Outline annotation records
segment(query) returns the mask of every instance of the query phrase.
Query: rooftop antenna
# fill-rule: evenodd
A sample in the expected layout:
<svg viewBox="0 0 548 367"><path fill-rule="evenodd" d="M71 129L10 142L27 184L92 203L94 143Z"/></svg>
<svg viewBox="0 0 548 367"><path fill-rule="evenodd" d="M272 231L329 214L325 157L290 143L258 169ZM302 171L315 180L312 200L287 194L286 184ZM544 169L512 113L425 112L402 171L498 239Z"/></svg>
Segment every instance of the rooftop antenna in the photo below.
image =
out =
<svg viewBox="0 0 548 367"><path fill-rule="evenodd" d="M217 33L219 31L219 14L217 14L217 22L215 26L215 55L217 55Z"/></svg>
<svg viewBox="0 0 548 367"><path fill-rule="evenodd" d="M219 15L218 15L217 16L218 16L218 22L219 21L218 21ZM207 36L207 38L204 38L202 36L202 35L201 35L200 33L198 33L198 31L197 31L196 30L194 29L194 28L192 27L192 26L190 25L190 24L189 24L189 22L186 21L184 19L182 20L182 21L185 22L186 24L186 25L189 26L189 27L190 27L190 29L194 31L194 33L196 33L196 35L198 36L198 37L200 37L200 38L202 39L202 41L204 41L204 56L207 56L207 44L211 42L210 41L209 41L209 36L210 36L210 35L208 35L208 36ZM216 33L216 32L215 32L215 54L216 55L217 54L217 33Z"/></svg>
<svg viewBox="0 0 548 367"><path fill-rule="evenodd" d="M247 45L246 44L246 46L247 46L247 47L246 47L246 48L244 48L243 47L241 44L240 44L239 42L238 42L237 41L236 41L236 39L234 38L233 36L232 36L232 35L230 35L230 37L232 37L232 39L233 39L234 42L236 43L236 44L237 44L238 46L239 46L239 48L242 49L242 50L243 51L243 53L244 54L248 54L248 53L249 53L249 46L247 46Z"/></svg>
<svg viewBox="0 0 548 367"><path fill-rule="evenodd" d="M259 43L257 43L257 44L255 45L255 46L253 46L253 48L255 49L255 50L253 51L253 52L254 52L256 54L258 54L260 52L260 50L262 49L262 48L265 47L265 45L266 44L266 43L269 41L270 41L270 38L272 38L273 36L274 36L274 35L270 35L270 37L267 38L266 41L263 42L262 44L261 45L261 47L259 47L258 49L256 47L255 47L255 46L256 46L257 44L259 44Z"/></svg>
---
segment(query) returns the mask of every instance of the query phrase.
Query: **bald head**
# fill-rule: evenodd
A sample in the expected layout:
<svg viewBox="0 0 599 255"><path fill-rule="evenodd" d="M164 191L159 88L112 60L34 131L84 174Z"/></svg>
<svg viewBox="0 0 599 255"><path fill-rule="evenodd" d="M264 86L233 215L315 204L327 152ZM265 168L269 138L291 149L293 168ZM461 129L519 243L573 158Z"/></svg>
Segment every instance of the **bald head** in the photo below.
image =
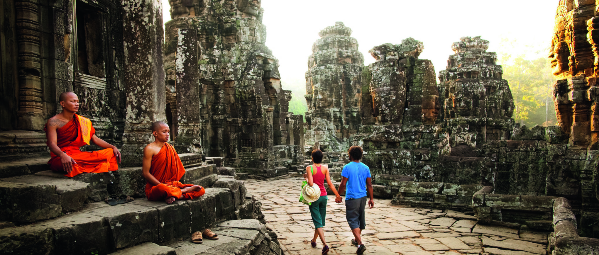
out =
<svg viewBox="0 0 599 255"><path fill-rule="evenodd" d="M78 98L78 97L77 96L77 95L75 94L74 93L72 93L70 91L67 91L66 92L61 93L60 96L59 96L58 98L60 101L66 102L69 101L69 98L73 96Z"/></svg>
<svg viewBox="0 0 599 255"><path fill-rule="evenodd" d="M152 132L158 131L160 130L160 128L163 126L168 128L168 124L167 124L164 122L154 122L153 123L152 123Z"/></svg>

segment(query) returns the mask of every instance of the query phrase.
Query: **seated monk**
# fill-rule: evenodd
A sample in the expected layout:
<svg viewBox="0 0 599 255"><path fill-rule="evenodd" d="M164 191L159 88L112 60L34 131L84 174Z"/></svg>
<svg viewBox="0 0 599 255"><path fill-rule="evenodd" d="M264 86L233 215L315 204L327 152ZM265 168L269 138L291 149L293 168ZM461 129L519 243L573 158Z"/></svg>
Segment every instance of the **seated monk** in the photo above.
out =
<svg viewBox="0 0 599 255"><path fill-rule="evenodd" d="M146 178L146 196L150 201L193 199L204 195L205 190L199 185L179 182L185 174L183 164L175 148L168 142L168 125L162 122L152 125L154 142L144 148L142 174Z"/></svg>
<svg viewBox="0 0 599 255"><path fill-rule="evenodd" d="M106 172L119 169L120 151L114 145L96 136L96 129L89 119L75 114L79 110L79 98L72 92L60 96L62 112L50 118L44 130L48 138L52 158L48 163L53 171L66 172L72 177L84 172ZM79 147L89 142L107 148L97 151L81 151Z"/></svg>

» **DIRECTION**
Please pull out each line of the rows above that contains the string "monk", and copy those lines. Case counts.

» **ANSWER FOR THE TASK**
Query: **seated monk**
Segment every instance of the **seated monk** in the photo above.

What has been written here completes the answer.